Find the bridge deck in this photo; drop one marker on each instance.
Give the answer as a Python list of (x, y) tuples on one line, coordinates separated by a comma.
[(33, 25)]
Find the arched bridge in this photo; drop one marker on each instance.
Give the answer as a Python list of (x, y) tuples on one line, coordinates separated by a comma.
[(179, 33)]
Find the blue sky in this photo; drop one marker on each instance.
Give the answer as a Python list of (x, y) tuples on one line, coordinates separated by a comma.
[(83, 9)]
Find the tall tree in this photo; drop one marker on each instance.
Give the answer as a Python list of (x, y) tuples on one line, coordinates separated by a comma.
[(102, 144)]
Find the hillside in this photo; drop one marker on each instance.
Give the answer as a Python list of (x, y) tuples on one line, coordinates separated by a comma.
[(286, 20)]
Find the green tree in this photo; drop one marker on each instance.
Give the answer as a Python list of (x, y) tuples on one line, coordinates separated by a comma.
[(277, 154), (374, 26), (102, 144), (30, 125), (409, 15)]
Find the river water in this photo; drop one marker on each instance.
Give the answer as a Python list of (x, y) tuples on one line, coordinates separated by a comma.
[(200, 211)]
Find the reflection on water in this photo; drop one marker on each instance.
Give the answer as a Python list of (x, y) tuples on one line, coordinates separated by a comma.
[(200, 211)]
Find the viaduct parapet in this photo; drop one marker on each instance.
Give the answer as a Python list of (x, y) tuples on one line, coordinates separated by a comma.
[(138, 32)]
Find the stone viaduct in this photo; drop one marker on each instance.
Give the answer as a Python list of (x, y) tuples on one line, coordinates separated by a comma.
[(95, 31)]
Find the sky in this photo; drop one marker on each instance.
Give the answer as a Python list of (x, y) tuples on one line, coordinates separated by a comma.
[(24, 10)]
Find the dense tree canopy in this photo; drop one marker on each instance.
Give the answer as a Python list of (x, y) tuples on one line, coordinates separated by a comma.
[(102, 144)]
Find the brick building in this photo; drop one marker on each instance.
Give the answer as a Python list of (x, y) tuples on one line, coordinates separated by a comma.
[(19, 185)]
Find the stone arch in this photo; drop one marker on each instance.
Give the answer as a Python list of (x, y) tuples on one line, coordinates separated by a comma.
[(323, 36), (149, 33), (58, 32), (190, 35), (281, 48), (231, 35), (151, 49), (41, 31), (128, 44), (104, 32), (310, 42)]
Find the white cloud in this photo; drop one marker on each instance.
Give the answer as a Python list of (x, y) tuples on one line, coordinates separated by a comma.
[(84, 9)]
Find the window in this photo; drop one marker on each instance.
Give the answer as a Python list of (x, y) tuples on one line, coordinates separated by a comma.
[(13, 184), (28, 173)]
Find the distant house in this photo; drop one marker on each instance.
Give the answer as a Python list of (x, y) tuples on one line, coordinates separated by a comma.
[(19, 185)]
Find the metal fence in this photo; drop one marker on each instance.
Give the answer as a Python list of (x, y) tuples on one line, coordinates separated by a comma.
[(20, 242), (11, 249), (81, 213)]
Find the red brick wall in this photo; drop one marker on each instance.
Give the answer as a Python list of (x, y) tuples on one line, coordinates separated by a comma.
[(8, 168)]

### AIM OF THE EXERCISE:
Reproduce the entire listing above verbatim, from its first line through its last.

### FULL OUTPUT:
Find the bridge deck in this photo; drop one marker on each instance.
Give the answer as a Python list of (x, y) tuples on one line, coordinates separated by a comma.
[(33, 25)]
Find the arched bridge in this photo; drop one marker on each instance.
Give the answer as a Python list of (x, y) tuples on one line, coordinates separated by a comma.
[(179, 33)]
Find the blue sky in this photo; drop one marker on each instance.
Give the answer as a Python list of (x, y) tuples on one line, coordinates separated by a comma.
[(83, 9)]
Find the tall tree in this photo; drop one marker on each instance.
Give the answer as a Python list of (x, y) tuples on one line, coordinates separated by a comma.
[(102, 144)]
Find the hillside in this photo; drop one marker on each instance.
Give the answer as a Python list of (x, y) tuples on one line, coordinates separated by a comma.
[(286, 20)]
Find the green tree in this photo; drop one marker on each instance.
Give the answer as a Python list of (x, y) tuples on one line, coordinates separated by a comma.
[(277, 154), (374, 26), (102, 144), (30, 125), (409, 15)]
Find the river water in this photo; drop one marker on each instance.
Give the answer as a Python list of (x, y) tuples on one line, coordinates separated by a comma.
[(200, 211)]
Find the reflection on water in this photo; drop one marker on each instance.
Give the answer as a Python list of (x, y) tuples on one line, coordinates separated by a comma.
[(200, 211)]
Find the viaduct parapet in this photo; drop one marker on each instance.
Give the answer as a Python list of (x, y) tuples on one line, coordinates separated by a comma.
[(138, 32)]
Find the stone viaduct in this photo; drop one marker on each instance.
Give the answer as a Python list of (x, y) tuples on one line, coordinates separated by a comma.
[(95, 31)]
Find the sky in this photo; drop one marker on each instance.
Give the answer as a Python list of (x, y) tuples on one line, coordinates separated by a comma.
[(24, 10)]
Find the dense tree canopy in this photo; drop one marker on each instance.
Give the answer as a Python list of (x, y) tuples on one line, coordinates separated by a comma.
[(102, 144)]
Find the brick building in this photo; drop one marker on each instance.
Give the answer as a Python list of (x, y) tuples on one line, coordinates separated by a comma.
[(19, 185)]
Find the stone arch in this photo; drop one marker on each instance.
Give the answer as a Python list of (x, y) tuples on one line, coordinates separated by a comma.
[(323, 36), (149, 33), (58, 32), (190, 35), (281, 48), (231, 35), (151, 49), (41, 31), (128, 44), (104, 32), (310, 42)]
Find the white cloud in this photo; drop one marker on each instance.
Give the answer as a Python list of (x, y) tuples on one line, coordinates separated by a comma.
[(84, 9)]
Find the window in this photo; drop one marker on each instance.
Give the answer as a Python list of (x, y) tuples on one line, coordinates separated by a comma.
[(13, 184), (28, 173)]
Find the distant house in this photo; drop one marker on each instance.
Give the answer as a Python list of (x, y) tuples on one line, coordinates separated by a comma.
[(19, 185)]
Find the metal fence in this photo; drop one marker on each instance.
Give the answer as a Python list of (x, y) tuples on one line, coordinates separated by a comma.
[(20, 242), (11, 249), (81, 213)]
Find the red brick wall in this photo; drop one marker on each instance.
Give the answer as a Python list of (x, y) tuples on one line, coordinates separated by a comma.
[(8, 168)]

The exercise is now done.